**Problem details**
Using the data below, return the stretch from the line that contains "[locate] truck fender" through the line that contains "[locate] paved street", both included, exactly as it stands and nothing beyond it.

----------------------------------------

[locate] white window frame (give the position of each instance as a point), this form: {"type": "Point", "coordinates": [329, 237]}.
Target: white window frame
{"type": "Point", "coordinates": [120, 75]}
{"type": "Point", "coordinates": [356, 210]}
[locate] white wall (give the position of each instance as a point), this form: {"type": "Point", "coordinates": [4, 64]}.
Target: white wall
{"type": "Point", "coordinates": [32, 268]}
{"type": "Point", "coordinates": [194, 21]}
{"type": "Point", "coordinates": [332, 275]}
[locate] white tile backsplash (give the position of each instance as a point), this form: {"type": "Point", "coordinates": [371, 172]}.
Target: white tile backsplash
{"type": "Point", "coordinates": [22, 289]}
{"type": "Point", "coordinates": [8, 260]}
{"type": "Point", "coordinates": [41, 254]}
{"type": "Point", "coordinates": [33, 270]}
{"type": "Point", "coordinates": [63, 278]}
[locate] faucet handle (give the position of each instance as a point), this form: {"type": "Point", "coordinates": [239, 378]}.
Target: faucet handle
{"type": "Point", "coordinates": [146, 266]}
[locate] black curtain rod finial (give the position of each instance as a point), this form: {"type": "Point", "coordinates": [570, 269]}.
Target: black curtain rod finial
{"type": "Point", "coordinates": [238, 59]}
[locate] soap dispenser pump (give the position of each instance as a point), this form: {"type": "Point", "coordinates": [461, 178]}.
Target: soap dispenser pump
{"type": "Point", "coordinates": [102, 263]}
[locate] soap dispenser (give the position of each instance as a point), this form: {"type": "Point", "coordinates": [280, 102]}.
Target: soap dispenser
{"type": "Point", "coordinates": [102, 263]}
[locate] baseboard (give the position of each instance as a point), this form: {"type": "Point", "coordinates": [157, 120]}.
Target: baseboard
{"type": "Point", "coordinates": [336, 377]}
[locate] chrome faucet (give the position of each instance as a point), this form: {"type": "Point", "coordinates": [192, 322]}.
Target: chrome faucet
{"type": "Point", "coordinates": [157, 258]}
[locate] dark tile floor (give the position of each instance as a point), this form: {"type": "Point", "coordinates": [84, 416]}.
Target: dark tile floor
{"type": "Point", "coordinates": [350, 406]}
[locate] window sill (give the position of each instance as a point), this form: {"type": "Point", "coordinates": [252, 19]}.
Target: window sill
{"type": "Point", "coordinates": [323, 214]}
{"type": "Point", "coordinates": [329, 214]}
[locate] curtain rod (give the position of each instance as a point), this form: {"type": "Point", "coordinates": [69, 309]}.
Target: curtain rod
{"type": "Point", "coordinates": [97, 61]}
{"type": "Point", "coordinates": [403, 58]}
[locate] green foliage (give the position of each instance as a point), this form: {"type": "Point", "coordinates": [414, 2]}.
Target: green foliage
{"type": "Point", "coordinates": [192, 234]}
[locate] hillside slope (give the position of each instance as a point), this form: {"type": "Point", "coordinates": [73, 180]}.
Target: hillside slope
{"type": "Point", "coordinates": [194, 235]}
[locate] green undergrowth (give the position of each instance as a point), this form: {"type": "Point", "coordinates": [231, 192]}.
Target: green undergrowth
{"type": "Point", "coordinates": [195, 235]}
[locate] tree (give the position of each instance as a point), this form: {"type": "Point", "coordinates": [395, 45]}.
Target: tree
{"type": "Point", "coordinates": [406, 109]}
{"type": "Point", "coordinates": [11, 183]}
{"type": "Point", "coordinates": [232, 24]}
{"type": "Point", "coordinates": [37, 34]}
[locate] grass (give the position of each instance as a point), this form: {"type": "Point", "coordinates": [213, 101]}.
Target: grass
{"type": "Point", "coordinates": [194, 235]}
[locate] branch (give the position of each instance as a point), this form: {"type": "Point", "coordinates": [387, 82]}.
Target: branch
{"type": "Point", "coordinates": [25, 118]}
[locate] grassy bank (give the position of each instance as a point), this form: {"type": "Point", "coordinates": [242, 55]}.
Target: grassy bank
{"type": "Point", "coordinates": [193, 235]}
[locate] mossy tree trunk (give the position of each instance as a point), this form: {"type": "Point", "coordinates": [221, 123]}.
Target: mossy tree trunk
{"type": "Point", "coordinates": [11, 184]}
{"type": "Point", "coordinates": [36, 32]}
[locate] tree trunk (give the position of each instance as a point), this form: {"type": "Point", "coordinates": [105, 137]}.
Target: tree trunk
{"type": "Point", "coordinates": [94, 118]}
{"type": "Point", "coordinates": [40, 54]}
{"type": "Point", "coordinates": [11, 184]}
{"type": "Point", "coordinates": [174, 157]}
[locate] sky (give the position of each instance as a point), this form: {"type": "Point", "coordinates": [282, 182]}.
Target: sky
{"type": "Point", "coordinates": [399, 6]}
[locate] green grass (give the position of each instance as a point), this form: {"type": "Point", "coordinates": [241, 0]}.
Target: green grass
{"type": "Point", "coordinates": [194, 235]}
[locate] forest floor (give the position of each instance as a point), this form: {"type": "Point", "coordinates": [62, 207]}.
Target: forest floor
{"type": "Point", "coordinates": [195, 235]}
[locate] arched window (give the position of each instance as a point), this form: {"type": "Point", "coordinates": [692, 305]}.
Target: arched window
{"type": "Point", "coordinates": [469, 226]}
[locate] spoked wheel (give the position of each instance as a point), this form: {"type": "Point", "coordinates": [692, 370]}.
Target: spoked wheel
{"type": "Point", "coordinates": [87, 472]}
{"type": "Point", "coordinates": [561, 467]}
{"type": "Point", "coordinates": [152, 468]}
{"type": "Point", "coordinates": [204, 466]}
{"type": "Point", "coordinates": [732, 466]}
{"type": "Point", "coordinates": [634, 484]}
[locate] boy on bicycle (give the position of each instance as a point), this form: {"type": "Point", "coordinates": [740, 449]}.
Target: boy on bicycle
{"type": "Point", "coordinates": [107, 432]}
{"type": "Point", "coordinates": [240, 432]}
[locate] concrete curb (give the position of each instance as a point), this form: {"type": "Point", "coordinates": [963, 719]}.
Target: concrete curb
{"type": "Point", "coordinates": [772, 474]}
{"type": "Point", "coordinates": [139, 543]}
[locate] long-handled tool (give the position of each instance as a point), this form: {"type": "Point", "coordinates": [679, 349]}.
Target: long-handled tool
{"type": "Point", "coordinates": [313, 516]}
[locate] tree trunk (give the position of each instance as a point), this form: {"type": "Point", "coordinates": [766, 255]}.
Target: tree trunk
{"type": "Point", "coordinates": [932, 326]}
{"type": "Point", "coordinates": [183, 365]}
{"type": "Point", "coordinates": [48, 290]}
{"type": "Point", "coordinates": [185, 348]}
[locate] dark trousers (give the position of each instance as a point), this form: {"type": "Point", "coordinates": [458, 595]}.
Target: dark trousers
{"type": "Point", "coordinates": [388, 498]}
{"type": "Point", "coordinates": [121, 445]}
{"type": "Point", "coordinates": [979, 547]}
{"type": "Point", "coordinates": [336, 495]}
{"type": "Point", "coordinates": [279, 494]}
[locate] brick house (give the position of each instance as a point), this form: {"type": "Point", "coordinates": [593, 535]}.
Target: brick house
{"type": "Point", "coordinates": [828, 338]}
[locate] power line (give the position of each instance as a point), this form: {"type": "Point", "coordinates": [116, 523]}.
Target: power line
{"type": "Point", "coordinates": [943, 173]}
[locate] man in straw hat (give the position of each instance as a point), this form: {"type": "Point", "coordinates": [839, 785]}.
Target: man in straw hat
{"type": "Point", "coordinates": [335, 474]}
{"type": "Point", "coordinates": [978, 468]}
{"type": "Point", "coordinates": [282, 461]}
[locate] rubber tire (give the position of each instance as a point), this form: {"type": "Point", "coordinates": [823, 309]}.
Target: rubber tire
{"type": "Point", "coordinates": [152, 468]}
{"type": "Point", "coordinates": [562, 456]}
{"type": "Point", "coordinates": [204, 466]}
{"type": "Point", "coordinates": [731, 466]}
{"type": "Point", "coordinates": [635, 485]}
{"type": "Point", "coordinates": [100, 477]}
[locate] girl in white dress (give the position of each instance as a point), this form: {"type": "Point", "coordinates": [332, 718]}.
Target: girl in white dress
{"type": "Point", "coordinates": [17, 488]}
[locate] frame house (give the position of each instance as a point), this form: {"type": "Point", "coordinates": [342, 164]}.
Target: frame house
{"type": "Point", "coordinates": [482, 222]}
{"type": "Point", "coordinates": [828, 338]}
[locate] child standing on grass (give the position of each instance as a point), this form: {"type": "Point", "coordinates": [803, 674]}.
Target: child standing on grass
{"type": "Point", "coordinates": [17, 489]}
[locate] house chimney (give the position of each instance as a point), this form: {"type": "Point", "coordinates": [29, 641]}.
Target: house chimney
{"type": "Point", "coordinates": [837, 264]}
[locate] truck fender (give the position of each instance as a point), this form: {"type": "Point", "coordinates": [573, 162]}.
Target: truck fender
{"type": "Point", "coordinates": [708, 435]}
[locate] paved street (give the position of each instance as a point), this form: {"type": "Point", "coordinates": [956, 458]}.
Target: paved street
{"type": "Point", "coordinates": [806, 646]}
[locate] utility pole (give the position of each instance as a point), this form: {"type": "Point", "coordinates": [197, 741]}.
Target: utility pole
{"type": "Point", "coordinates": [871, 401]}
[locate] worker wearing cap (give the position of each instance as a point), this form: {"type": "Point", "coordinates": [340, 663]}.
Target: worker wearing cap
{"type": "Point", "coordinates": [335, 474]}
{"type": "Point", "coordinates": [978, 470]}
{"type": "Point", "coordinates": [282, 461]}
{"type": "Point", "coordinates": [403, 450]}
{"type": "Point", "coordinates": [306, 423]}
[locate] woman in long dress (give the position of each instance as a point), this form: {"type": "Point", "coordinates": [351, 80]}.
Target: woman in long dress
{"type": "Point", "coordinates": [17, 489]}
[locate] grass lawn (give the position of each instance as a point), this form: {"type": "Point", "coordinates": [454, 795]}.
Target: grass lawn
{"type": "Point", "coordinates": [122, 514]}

----------------------------------------

**Task response**
[locate] truck fender (give the position of each instance as a point), this form: {"type": "Point", "coordinates": [573, 162]}.
Target: truck fender
{"type": "Point", "coordinates": [708, 435]}
[locate] paved street (give the position of each instance as a point), this form: {"type": "Point", "coordinates": [956, 458]}.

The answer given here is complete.